About this task:
Write the entries out exactly, with the final line being the one containing "Where can you spot the fork".

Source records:
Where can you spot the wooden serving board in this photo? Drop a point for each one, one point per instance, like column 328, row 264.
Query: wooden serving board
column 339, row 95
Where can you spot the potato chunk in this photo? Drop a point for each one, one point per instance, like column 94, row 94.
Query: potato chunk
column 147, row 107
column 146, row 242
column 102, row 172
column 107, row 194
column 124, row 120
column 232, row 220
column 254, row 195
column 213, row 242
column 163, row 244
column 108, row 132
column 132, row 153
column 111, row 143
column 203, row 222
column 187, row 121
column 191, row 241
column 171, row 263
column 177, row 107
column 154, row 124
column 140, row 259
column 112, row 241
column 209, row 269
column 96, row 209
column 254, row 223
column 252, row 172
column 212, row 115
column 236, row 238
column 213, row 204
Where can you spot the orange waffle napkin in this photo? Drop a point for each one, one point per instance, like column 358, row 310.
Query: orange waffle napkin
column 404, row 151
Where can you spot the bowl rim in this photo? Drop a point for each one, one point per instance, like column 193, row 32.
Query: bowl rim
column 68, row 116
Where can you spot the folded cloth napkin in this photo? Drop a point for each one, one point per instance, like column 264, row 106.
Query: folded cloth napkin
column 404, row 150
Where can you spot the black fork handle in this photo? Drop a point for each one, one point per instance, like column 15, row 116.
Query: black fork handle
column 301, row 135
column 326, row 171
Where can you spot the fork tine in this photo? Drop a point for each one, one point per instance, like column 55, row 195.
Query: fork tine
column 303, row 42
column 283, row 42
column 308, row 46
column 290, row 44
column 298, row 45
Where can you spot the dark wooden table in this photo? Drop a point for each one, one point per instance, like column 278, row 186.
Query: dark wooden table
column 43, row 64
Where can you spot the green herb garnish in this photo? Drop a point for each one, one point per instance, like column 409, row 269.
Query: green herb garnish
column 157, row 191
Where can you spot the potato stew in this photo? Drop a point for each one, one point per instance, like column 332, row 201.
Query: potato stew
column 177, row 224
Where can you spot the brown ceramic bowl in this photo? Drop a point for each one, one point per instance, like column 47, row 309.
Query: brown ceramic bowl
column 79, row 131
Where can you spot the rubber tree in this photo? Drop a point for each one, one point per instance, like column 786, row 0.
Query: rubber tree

Response to this exercise:
Where can you spot the wooden serving board in this photo? Drop a point for each one, one point per instance, like column 328, row 264.
Query: wooden serving board
column 339, row 95
Where can you spot the potato chunk in this photo? Drop a point for each one, one point per instance, like column 94, row 94.
Query: potato chunk
column 147, row 107
column 146, row 242
column 102, row 172
column 107, row 194
column 124, row 120
column 232, row 220
column 254, row 195
column 213, row 242
column 163, row 244
column 108, row 132
column 132, row 153
column 111, row 143
column 203, row 222
column 187, row 121
column 191, row 241
column 171, row 263
column 177, row 107
column 154, row 124
column 140, row 259
column 112, row 241
column 209, row 269
column 96, row 209
column 254, row 223
column 252, row 172
column 212, row 115
column 236, row 238
column 213, row 204
Where can you spot the orange waffle napkin in this photo? Drop a point for each one, one point per instance, like column 358, row 310.
Query: orange waffle napkin
column 404, row 151
Where can you spot the bowl rim in this photo? Drop a point for each one, one point per instance, like column 193, row 32.
Query: bowl rim
column 68, row 116
Where can you spot the folded cloth napkin in this photo? Drop a point for each one, one point per instance, like column 264, row 106.
Query: folded cloth napkin
column 404, row 150
Where can you spot the black fork handle in this photo? Drop a point for each one, one point per instance, like column 15, row 116.
Query: black fork handle
column 301, row 135
column 326, row 171
Where can you spot the fork tine in this photo? Drop a point for each one, one point per instance, like column 55, row 195.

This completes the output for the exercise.